Starting at the first of the rows and ending at the line containing "Your task: point to each instance of the light", write those lines out again with "light switch plate" swapped for "wall outlet cover" and everything else left as it is.

Start of Data

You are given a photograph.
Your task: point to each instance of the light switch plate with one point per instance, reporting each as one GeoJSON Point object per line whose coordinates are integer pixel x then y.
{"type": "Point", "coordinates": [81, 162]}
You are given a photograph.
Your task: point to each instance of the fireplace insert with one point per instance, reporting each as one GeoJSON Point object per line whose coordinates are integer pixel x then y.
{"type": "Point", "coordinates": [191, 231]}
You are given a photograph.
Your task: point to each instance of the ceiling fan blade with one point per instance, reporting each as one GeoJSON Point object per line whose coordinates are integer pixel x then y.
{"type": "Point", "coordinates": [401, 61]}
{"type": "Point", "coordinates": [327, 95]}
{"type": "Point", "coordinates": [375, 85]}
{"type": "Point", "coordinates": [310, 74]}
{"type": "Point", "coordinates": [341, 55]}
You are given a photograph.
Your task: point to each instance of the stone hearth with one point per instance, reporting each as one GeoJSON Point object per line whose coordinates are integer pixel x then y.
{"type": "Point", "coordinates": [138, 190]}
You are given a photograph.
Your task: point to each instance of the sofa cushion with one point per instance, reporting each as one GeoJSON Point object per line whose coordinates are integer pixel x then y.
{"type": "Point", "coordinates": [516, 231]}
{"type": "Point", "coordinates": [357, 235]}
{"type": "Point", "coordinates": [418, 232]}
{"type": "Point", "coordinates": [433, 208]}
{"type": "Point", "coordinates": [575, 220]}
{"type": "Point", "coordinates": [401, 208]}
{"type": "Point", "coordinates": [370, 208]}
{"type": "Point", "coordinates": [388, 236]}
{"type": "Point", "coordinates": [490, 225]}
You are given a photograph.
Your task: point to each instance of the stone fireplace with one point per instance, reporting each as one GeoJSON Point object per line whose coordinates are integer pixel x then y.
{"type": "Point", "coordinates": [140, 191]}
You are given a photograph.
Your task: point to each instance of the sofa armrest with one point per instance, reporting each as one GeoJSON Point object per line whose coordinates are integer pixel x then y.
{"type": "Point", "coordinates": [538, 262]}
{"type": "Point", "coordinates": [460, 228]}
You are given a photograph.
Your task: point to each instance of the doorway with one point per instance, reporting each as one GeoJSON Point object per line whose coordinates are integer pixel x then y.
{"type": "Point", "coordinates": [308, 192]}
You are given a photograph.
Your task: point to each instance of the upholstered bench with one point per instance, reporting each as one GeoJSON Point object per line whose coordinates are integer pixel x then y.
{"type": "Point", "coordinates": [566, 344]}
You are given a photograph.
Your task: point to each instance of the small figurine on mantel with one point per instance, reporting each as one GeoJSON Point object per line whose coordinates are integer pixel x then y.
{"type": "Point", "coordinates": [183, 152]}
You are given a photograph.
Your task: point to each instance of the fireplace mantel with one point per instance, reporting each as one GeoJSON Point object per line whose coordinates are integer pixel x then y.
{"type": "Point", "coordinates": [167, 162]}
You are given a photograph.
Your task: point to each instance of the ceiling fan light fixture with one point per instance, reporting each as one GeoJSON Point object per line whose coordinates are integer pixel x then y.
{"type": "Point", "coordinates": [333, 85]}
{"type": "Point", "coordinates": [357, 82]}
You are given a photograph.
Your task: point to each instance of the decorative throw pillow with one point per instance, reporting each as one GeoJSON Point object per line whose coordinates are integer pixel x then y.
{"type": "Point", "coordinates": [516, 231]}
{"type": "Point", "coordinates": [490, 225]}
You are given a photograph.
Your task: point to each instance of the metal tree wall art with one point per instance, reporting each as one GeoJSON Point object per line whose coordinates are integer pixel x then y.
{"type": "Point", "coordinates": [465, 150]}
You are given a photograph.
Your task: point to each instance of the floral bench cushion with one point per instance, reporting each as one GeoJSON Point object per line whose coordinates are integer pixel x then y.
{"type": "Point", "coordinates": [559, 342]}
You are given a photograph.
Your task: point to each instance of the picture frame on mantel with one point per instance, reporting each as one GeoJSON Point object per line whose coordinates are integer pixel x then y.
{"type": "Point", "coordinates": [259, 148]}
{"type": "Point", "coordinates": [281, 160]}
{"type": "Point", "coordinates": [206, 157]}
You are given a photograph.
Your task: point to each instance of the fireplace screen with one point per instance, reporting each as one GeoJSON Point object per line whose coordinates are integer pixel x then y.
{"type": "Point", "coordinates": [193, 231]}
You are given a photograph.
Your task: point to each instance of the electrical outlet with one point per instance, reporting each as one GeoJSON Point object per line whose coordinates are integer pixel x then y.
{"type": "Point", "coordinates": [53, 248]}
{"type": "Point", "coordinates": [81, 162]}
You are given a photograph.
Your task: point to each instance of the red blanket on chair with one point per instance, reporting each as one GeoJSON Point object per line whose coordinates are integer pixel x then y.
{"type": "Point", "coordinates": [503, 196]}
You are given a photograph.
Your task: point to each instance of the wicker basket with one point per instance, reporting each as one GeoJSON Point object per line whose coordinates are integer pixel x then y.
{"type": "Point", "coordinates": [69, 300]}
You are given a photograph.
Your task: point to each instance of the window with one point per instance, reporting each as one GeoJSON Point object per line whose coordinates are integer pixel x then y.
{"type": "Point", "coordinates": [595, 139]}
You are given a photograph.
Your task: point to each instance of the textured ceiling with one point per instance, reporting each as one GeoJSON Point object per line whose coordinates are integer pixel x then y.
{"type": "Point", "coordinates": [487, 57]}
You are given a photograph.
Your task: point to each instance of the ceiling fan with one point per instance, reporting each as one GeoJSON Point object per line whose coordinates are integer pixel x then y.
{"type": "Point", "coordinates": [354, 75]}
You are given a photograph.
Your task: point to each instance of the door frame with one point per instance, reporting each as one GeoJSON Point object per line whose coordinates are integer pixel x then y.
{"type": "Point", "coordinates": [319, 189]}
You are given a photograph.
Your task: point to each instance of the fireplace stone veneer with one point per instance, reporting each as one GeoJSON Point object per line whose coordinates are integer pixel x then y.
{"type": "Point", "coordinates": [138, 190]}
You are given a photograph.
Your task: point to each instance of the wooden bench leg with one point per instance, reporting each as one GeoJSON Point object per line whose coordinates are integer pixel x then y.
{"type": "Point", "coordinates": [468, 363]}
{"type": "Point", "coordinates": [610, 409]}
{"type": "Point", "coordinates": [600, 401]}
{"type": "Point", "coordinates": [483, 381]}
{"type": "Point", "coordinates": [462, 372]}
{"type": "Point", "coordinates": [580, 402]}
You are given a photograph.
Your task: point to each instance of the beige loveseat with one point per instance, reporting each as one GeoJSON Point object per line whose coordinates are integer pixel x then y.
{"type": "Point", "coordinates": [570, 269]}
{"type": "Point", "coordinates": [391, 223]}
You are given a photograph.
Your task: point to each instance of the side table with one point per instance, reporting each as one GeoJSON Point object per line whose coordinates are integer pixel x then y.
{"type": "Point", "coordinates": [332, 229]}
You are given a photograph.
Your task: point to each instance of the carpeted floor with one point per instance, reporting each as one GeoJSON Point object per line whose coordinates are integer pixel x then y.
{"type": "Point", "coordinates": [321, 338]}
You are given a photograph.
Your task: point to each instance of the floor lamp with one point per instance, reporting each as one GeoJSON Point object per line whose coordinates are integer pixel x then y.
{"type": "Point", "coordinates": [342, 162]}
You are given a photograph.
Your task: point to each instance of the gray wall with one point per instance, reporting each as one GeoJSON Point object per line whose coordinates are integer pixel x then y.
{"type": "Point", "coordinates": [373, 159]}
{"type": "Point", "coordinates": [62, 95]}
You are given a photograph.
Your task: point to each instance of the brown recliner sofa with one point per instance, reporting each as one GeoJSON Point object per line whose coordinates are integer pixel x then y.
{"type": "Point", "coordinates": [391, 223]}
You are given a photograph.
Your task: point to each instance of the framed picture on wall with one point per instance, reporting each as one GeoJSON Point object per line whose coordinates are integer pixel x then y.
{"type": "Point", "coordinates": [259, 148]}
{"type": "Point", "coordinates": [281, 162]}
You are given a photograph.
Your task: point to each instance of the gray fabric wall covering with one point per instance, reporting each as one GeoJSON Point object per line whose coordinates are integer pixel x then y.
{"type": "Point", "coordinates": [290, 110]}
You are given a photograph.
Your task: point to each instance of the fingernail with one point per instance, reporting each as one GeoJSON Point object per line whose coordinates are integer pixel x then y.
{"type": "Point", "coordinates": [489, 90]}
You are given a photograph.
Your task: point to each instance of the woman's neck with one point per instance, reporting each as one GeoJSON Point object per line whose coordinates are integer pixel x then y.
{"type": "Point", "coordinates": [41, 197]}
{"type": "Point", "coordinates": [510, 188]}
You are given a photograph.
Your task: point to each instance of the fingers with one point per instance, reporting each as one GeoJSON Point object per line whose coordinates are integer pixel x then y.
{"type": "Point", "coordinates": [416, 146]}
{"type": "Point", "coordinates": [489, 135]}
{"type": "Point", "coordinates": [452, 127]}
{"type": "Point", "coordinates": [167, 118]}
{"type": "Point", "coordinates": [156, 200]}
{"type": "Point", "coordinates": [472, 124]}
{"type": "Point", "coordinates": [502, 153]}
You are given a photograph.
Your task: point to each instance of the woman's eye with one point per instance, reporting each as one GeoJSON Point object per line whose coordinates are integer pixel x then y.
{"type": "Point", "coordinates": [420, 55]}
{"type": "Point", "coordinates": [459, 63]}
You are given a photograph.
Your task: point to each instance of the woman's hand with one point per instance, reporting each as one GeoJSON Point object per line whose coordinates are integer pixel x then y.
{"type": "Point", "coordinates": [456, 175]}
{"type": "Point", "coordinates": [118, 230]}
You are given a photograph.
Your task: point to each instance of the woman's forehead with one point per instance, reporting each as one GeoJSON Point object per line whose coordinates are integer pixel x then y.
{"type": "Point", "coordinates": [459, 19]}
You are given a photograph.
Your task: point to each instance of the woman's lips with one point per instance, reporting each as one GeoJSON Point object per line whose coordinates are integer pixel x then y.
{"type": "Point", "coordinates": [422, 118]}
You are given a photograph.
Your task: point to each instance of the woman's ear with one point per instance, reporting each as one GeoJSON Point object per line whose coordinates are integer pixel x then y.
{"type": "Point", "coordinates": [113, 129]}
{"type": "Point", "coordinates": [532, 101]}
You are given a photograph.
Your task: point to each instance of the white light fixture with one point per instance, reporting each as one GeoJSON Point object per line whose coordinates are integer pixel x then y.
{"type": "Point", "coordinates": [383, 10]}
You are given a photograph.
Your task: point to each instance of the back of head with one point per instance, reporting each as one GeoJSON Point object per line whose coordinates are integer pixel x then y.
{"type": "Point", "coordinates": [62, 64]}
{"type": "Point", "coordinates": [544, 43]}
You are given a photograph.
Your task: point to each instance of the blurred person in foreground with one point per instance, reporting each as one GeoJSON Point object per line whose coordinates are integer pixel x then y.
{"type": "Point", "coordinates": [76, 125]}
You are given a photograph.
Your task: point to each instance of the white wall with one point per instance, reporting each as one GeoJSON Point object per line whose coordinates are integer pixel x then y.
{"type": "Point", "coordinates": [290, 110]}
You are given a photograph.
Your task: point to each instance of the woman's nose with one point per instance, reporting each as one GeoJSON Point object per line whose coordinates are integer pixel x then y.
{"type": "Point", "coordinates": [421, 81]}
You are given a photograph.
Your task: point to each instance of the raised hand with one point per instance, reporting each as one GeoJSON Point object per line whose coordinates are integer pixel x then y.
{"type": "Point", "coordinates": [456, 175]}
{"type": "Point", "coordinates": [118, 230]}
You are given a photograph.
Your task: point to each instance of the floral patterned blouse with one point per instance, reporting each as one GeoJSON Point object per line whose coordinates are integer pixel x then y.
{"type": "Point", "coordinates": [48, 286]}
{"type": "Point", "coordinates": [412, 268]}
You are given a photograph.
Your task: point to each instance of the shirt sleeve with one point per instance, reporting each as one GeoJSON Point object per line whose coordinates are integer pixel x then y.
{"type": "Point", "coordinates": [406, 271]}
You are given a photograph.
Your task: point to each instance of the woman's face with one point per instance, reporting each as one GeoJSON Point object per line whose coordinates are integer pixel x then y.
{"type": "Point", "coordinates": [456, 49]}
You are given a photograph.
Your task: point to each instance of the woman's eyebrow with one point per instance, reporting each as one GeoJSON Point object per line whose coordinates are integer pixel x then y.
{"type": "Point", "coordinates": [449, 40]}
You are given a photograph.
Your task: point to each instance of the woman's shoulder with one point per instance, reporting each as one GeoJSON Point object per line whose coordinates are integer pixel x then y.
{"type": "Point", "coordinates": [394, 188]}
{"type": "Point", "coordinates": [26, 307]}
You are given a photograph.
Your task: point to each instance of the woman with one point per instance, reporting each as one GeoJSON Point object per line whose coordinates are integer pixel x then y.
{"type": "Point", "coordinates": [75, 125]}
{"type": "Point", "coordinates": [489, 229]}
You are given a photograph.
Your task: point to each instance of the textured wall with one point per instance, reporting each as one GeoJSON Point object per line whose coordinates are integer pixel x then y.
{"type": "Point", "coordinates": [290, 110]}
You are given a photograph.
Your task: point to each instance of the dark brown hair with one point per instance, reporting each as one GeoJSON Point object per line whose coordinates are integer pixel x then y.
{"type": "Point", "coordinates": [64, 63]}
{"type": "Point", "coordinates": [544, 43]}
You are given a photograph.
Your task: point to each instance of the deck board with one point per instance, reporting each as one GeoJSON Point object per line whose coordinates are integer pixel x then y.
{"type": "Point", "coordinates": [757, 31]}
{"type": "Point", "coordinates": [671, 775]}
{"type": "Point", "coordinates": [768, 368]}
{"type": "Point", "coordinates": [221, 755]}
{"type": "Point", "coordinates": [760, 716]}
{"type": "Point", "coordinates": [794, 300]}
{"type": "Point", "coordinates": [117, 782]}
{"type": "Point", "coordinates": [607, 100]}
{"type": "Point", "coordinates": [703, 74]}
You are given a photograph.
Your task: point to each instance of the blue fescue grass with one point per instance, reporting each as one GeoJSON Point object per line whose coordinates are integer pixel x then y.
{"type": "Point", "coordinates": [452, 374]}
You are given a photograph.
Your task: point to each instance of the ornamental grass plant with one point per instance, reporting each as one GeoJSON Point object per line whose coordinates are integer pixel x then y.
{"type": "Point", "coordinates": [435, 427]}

End of Data

Final result
You are given a photograph.
Your task: point to each instance of the wall outlet cover with one point per instance, reporting each as one GeoJSON Point object per line whose coordinates are integer pixel x then y.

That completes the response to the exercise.